* **PROBLEM DESCRIPTION**:
Write out the material again from its first line through the line with "641L348 641L339 645L344", swapping "balcony" for "porch" and keeping everything else the same.

[START OF MATERIAL FOR THIS EXERCISE]

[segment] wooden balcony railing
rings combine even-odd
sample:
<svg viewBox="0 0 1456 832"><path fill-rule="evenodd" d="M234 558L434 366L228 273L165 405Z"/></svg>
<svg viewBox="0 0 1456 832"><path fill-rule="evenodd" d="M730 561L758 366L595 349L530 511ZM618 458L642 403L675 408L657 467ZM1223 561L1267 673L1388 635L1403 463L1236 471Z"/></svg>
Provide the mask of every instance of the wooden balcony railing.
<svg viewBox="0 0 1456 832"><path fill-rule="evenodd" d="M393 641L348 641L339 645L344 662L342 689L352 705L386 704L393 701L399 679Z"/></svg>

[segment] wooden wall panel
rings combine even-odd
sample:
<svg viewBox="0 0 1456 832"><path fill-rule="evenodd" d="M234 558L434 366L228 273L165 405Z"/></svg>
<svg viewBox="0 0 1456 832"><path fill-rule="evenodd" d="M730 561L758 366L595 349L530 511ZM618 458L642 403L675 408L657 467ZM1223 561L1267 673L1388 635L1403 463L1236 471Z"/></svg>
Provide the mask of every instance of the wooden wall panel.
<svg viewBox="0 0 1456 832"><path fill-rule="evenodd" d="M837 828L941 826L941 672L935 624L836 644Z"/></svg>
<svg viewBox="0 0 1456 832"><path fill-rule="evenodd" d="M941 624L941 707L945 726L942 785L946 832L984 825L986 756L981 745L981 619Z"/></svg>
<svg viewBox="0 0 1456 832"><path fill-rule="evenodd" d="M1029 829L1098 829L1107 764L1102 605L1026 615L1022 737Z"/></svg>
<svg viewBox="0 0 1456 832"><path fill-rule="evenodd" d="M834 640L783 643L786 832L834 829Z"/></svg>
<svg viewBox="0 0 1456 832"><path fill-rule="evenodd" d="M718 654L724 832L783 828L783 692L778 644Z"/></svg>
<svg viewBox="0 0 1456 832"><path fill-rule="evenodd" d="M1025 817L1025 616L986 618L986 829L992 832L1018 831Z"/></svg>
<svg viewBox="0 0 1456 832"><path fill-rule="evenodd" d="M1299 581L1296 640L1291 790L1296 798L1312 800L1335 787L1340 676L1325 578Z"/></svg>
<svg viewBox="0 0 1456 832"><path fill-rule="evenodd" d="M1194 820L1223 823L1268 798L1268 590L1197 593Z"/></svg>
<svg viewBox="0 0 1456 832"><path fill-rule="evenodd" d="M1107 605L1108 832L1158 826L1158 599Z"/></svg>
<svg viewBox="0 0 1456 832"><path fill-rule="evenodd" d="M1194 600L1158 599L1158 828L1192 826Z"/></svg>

[END OF MATERIAL FOR THIS EXERCISE]

* **ANSWER**:
[segment] wooden porch railing
rings combine even-odd
sample:
<svg viewBox="0 0 1456 832"><path fill-rule="evenodd" d="M234 558L434 366L228 273L165 405Z"/></svg>
<svg viewBox="0 0 1456 832"><path fill-rule="evenodd" d="M730 561L758 366L595 349L530 511ZM618 458L642 403L675 408L657 467ZM1223 561L1267 673L1388 635L1403 463L1236 471Z"/></svg>
Provide the mask of every instance of the wooden porch railing.
<svg viewBox="0 0 1456 832"><path fill-rule="evenodd" d="M393 641L348 641L339 645L344 662L342 689L352 705L386 704L393 701L399 679Z"/></svg>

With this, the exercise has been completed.